>>>
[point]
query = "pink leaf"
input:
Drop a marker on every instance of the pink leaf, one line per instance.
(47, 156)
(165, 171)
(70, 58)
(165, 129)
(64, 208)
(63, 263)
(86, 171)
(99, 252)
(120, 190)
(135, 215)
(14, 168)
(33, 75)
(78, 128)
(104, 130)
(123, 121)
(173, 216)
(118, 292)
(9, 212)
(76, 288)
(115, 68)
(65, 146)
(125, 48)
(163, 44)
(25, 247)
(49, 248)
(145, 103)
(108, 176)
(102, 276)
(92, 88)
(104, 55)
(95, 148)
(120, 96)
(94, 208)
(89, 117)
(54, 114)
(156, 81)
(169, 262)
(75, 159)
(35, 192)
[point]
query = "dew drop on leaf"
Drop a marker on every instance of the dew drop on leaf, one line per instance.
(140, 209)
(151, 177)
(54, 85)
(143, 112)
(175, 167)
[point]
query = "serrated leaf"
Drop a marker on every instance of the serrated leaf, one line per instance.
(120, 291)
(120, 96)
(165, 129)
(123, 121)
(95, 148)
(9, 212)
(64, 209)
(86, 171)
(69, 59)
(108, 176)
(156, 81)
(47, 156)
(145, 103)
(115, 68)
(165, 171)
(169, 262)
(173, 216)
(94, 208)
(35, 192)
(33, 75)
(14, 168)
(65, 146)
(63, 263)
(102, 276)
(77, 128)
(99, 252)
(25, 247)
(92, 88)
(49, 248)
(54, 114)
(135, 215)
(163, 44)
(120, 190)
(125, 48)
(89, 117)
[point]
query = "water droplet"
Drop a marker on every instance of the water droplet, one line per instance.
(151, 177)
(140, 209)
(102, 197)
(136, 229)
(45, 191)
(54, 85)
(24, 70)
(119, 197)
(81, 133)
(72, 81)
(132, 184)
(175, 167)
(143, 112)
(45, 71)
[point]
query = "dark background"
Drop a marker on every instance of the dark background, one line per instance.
<<<
**Required task**.
In the lines above, substitute "occurrence" for every occurrence of "instance" and reproduce them with no other change.

**Answer**.
[point]
query = "pink leaf"
input:
Drop a marker on every occurrence of the pink leaf, one line per occurrence.
(47, 156)
(165, 171)
(70, 58)
(165, 129)
(64, 208)
(63, 263)
(86, 171)
(99, 252)
(120, 190)
(135, 215)
(14, 168)
(33, 75)
(78, 128)
(104, 130)
(123, 121)
(173, 216)
(118, 292)
(9, 212)
(76, 288)
(115, 68)
(65, 146)
(125, 48)
(163, 44)
(25, 247)
(49, 248)
(145, 103)
(108, 176)
(102, 276)
(92, 88)
(104, 55)
(95, 148)
(120, 96)
(94, 208)
(89, 117)
(54, 114)
(156, 81)
(169, 262)
(75, 159)
(35, 192)
[point]
query = "dew drop on leaf"
Drop a marker on every occurrence of the dew drop on leaf, one line per occurrence.
(140, 209)
(151, 177)
(54, 85)
(143, 112)
(175, 167)
[point]
query = "serrated leaf"
Drop a marker on every occurrence of the serrated leaf, one line per occurrence.
(120, 291)
(120, 96)
(165, 129)
(123, 121)
(95, 148)
(9, 212)
(64, 209)
(86, 171)
(69, 59)
(108, 176)
(156, 81)
(47, 156)
(145, 103)
(115, 68)
(165, 171)
(169, 262)
(173, 216)
(94, 208)
(35, 192)
(33, 75)
(14, 168)
(65, 146)
(63, 263)
(102, 276)
(77, 128)
(99, 252)
(25, 247)
(92, 88)
(49, 248)
(54, 114)
(135, 215)
(163, 44)
(120, 190)
(125, 48)
(89, 117)
[point]
query = "water droplet"
Drop a marker on every occurrence of the water droplet, one line per occurrence.
(151, 177)
(140, 209)
(102, 197)
(136, 229)
(45, 191)
(54, 85)
(24, 70)
(119, 197)
(81, 133)
(72, 81)
(132, 184)
(175, 167)
(143, 112)
(45, 71)
[point]
query = "dark background"
Drop a marker on every occurrence of the dark background, one line per occurrence.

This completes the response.